Directions —
Filter these entries so that only lines with the word "below" remain.

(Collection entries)
★ ★ ★
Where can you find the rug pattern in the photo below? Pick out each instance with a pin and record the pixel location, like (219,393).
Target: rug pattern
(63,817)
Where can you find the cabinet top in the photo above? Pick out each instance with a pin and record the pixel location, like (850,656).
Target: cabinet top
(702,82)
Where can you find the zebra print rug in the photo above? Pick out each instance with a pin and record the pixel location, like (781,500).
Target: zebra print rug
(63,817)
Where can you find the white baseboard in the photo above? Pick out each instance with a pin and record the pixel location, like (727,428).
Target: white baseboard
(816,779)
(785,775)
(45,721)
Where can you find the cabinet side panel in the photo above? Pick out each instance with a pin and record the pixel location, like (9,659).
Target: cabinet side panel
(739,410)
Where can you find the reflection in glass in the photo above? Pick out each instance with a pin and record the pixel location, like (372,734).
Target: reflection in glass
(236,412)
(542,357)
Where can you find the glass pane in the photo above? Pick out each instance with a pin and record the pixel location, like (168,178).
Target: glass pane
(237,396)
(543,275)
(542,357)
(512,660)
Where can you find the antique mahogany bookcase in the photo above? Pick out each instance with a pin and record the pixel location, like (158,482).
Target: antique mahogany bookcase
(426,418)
★ ★ ★
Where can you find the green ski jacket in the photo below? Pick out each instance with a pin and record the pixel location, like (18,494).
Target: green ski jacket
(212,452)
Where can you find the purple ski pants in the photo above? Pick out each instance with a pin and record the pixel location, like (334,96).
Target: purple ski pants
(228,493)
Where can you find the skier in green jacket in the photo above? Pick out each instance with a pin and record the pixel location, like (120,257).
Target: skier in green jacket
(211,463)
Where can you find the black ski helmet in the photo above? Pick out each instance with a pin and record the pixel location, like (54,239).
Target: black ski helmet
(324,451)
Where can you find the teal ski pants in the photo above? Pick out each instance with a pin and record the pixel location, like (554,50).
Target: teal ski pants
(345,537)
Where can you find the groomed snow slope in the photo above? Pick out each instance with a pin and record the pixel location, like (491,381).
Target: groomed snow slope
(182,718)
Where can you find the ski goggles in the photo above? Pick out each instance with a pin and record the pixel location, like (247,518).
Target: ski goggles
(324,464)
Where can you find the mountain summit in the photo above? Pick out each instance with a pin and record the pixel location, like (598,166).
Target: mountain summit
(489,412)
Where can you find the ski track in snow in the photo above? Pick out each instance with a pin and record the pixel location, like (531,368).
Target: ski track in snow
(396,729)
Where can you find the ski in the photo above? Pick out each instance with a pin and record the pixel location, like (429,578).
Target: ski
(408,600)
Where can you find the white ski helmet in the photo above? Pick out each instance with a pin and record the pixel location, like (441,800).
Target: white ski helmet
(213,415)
★ ★ ★
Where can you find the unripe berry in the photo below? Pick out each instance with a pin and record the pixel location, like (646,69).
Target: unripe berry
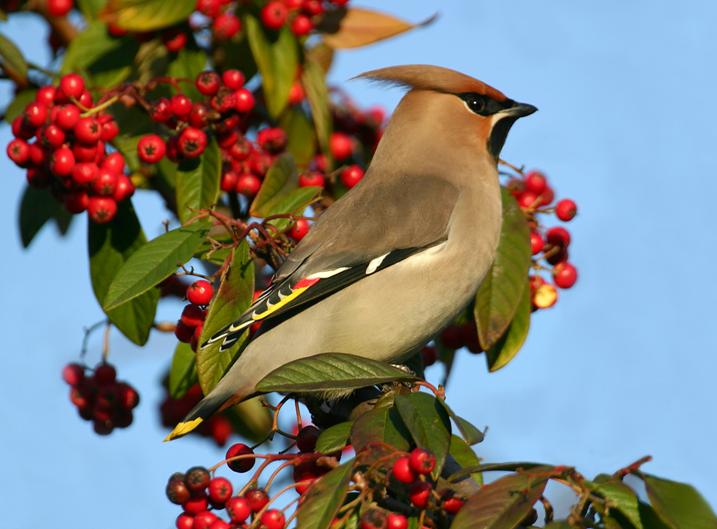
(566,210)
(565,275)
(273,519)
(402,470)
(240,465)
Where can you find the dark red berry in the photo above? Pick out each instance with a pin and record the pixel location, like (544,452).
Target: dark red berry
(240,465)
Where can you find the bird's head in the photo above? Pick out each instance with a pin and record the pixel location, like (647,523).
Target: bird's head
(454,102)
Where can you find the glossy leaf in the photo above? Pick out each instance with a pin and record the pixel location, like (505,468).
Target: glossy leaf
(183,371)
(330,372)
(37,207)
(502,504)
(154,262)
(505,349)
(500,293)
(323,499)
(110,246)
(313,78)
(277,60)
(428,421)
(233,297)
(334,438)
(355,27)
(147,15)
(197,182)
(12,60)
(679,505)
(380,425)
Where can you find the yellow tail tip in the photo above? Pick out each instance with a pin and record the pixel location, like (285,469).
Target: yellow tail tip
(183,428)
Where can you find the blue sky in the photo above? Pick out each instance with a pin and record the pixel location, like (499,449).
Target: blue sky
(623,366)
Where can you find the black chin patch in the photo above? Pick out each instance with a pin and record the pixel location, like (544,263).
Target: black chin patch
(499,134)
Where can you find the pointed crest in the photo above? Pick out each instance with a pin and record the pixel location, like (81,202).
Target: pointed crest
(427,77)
★ ★ ★
Exercise solution —
Where can you find the rug pattern in the photo below? Pick out each instance with a pin and record the pixel location, like (219,393).
Where can you find the green ski jacket in the photo below? Pick out each instance with a pin and record the pixel location, like (18,494).
Where can you find the unripe berry in the photo below? Pick out each instance with a pin and record the pixel location, like (646,69).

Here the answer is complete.